__What to produce__.
Count how many lines in the items below contain the word "Note". Reply with the number alone.

__Record extracts__.
▬▬▬▬▬▬▬▬▬▬

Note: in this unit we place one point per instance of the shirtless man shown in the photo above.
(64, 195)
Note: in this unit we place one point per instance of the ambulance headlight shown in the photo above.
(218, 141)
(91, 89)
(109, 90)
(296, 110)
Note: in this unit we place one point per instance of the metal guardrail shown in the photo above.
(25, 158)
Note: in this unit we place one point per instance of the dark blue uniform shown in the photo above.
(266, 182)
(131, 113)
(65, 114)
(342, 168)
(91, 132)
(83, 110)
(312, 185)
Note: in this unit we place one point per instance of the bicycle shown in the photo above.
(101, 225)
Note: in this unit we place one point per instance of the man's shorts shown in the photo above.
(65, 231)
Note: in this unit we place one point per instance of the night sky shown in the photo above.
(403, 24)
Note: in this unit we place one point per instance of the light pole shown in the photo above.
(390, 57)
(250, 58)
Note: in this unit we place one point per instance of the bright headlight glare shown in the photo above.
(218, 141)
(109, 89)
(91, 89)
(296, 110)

▬▬▬▬▬▬▬▬▬▬

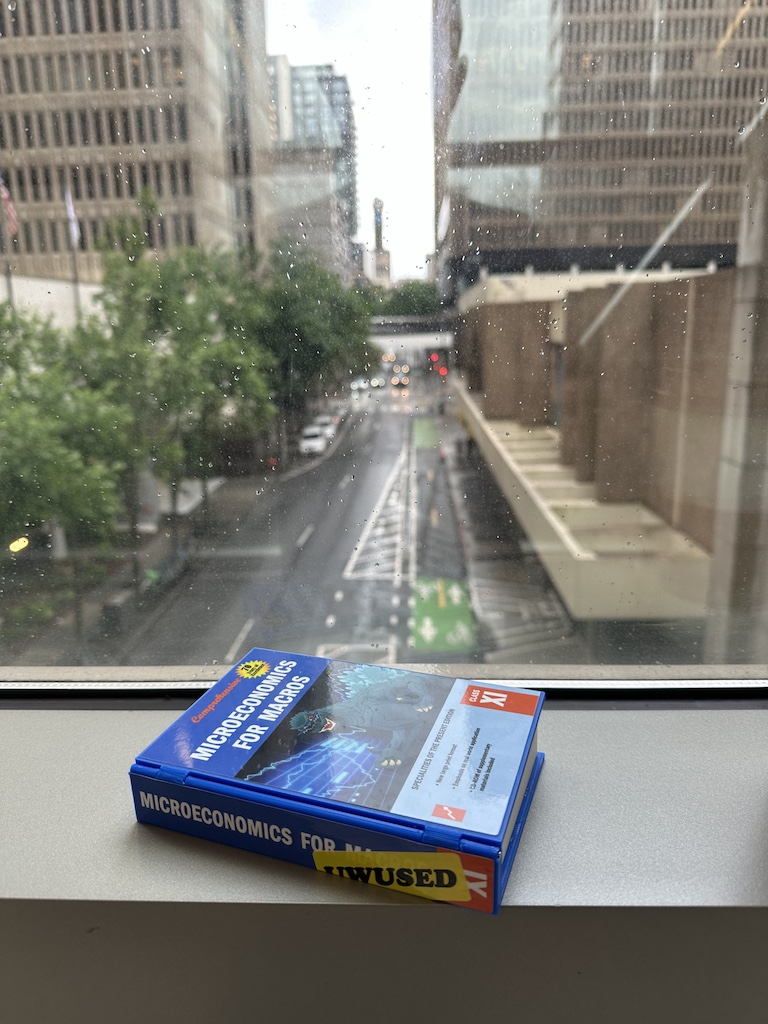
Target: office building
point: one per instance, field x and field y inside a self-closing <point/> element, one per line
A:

▬▬▬▬▬▬▬▬▬▬

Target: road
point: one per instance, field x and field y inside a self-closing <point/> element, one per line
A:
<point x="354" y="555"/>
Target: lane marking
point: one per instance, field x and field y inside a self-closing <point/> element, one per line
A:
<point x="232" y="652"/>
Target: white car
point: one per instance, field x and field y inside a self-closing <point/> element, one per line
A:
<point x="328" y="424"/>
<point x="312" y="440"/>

▬▬▬▬▬▬▬▬▬▬

__Complete output__.
9